Give the records again in full, exactly as written.

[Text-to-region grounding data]
▬▬▬▬▬▬▬▬▬▬

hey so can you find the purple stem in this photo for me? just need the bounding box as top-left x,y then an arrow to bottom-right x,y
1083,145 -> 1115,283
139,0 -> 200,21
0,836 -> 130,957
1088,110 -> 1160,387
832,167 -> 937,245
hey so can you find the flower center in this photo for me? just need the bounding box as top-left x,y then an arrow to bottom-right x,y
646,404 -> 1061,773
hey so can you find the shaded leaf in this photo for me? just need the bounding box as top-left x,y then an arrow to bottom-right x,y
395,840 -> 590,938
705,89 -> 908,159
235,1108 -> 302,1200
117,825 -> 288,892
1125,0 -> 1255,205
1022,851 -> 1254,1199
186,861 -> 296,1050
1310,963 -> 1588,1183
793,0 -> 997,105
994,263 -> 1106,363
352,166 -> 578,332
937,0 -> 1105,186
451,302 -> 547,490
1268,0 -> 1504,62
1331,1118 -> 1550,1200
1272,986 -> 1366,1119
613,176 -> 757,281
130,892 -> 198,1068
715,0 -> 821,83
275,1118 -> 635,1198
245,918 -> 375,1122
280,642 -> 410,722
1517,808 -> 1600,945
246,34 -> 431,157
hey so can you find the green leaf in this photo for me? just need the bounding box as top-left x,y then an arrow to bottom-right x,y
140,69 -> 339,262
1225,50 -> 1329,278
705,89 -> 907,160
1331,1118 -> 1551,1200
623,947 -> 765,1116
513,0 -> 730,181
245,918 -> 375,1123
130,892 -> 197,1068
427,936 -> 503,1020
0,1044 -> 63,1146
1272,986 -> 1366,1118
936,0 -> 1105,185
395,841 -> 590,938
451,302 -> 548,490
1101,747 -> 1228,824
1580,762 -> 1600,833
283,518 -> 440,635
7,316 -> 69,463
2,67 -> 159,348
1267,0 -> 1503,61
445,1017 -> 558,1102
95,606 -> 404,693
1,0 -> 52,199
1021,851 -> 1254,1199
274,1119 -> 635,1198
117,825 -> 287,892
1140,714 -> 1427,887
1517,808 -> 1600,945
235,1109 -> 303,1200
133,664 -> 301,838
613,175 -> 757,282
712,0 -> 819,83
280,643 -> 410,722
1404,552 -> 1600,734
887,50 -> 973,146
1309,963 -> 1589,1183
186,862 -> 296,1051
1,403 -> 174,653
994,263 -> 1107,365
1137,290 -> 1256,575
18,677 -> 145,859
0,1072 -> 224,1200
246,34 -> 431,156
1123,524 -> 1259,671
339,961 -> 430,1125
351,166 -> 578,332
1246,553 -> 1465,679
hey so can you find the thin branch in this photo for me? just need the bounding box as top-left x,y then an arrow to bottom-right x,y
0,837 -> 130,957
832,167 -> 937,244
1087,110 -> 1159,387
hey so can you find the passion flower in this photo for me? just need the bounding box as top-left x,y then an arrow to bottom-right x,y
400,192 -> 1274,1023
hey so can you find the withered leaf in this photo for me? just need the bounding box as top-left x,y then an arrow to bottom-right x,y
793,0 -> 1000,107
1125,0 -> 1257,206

▬▬▬▬▬▬▬▬▬▬

OUTPUT FOR THIS TASK:
hey so can you find the purple stem in this photo for me? just need the bounding box as top-left x,y then an arrow to bottom-right x,y
1083,145 -> 1115,283
139,0 -> 200,21
0,836 -> 130,957
1088,110 -> 1160,387
832,167 -> 937,245
hey so can you find the flower center in this photo for me? just need the bounding box as top-left x,y then an arrow to bottom-right x,y
646,404 -> 1061,773
hey so can you find the shaded leaf in this photo for me? just need the bounding box as top-left x,y then an arrow to bottom-right x,y
395,840 -> 590,938
705,89 -> 908,159
235,1108 -> 302,1200
117,825 -> 288,892
1125,0 -> 1255,205
1022,851 -> 1254,1199
186,861 -> 296,1050
1310,963 -> 1588,1183
793,0 -> 997,105
994,263 -> 1106,363
352,166 -> 578,332
937,0 -> 1105,186
451,302 -> 547,490
1268,0 -> 1504,62
1331,1118 -> 1550,1200
1272,986 -> 1366,1119
613,176 -> 757,281
130,892 -> 198,1068
715,0 -> 821,83
275,1118 -> 635,1198
245,918 -> 375,1122
280,642 -> 410,722
1517,808 -> 1600,945
246,34 -> 431,157
hey so can you find the green leaf in this photo for me? just need the bounding box as top-left x,y then an arrow to bottom-right x,y
140,69 -> 339,262
1225,50 -> 1329,278
705,89 -> 907,160
1331,1118 -> 1551,1200
623,947 -> 765,1116
513,0 -> 730,181
245,918 -> 375,1123
130,892 -> 197,1068
427,936 -> 503,1020
0,1044 -> 63,1146
1272,986 -> 1366,1118
936,0 -> 1105,185
395,841 -> 590,938
451,302 -> 548,490
1101,747 -> 1228,824
1580,762 -> 1600,833
283,518 -> 440,635
7,316 -> 69,463
2,67 -> 159,348
1267,0 -> 1503,61
445,1017 -> 558,1102
95,606 -> 404,693
1,0 -> 52,199
1021,851 -> 1254,1199
274,1119 -> 635,1198
117,825 -> 287,892
1140,714 -> 1427,887
1517,808 -> 1600,945
235,1109 -> 303,1200
133,664 -> 301,838
613,175 -> 757,282
712,0 -> 819,83
280,643 -> 410,722
1404,552 -> 1600,734
887,50 -> 973,146
1309,963 -> 1589,1183
186,862 -> 296,1051
1,403 -> 174,653
994,263 -> 1107,365
1137,290 -> 1256,575
18,677 -> 145,859
0,1072 -> 224,1200
246,34 -> 431,156
1123,524 -> 1259,671
339,961 -> 430,1125
351,166 -> 578,332
1246,553 -> 1465,679
hey so can you find the thin branch in this photo for me? just need the bounding box as top-left x,y then an arrow to bottom-right x,y
0,837 -> 130,957
832,167 -> 937,244
1087,110 -> 1159,387
hey so can you find the passion flower in this photo for me? just need the bounding box as top-left x,y then an arrow to bottom-right x,y
400,192 -> 1274,1023
hey so can you find the withered leaf in this photo for me? just need the bounding box as top-left x,y then an arrow to bottom-right x,y
793,0 -> 1000,107
1125,0 -> 1257,206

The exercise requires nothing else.